--- start of Supplied data ---

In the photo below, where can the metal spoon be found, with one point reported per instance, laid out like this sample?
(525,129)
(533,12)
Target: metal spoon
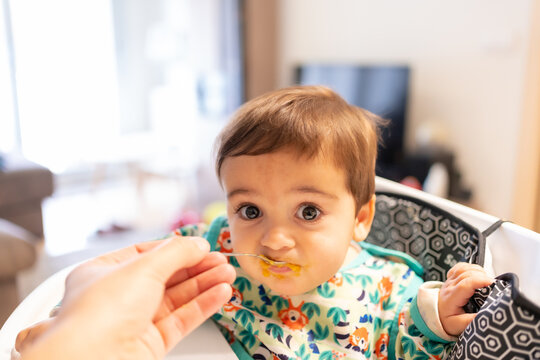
(263,258)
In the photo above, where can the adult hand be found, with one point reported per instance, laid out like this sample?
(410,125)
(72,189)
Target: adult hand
(135,303)
(461,281)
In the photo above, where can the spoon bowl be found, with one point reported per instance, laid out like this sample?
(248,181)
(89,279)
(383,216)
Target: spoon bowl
(263,258)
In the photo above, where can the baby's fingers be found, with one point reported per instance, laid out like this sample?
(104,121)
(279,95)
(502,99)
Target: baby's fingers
(456,324)
(464,290)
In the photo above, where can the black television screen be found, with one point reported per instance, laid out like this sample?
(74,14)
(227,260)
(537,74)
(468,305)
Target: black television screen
(381,89)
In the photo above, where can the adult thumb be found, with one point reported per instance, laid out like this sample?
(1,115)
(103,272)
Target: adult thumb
(172,255)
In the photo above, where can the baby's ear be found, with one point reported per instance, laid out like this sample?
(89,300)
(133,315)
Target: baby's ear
(363,221)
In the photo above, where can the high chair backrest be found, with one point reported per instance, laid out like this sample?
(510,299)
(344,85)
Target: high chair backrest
(432,236)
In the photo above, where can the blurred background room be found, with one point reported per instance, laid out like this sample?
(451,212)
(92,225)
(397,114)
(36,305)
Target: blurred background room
(109,108)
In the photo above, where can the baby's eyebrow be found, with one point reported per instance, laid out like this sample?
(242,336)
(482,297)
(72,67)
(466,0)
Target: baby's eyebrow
(240,191)
(314,190)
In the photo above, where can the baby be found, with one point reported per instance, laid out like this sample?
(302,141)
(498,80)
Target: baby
(298,169)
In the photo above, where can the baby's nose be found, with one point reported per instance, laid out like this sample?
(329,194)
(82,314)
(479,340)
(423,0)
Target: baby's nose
(277,239)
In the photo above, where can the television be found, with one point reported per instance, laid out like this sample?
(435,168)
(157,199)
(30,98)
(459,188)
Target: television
(381,89)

--- end of Supplied data ---

**Exercise**
Reproduce every line of the listing above verbatim. Omit the pictures from your answer.

**Exercise solution**
In the photo below, where can the metal spoon be found, with one point reported per instance, laid out like this sample?
(525,129)
(533,12)
Target: metal spoon
(263,258)
In the photo above, where can the adult hand be found, with one point reported per instance, laid out like this sample?
(410,125)
(72,189)
Target: adult hand
(135,303)
(461,281)
In the photo above, where can the spoon bowl be found, with one point reported per instance, laid out like this sample?
(248,181)
(89,279)
(383,216)
Target: spoon bowl
(263,258)
In the photo above, where can the baby's fingers be found, with one point reported per instance, laid out like this sample?
(104,121)
(279,95)
(502,99)
Target: baby's fingers
(456,324)
(464,290)
In the photo above, where can the black television screen be found, with one point reported per instance, laid out like this sample?
(74,14)
(227,260)
(537,74)
(468,305)
Target: black television screen
(381,89)
In the photo above, where can the adult thumb be found, with one point reported per instance, laid out like this sample?
(1,115)
(103,272)
Target: adult thumb
(172,255)
In the photo above, where can the baby's ear be found, with one point reported per instance, laid out like this sample?
(89,300)
(133,315)
Target: baby's ear
(363,221)
In the photo above, where can the high chair backrest be found, with one point reported per instance, laid out like this sample?
(510,299)
(344,85)
Target: high chair backrest
(432,236)
In the photo above, where can the blurred background room be found, with one point reported per instance, laid out like this sample?
(451,212)
(92,225)
(397,114)
(36,305)
Target: blurred background room
(109,108)
In the photo above, where can the baby's eyebrow be found, with one point reported per instance, laid out like this sample?
(242,336)
(482,297)
(72,67)
(466,0)
Target: baby's eyebrow
(240,191)
(314,190)
In the photo above, where can the baby be found, with one point reported per instance, laid out like this sample?
(302,141)
(498,80)
Target: baby
(298,169)
In the photo above, where can the baby's nose be found, with one point reported per instance, laid out like this sample?
(329,194)
(82,314)
(479,340)
(423,0)
Target: baby's nose
(277,239)
In the photo above, where can the television be found, with one point reported per instance, laid out like this sample?
(435,168)
(157,199)
(30,98)
(459,188)
Target: television
(381,89)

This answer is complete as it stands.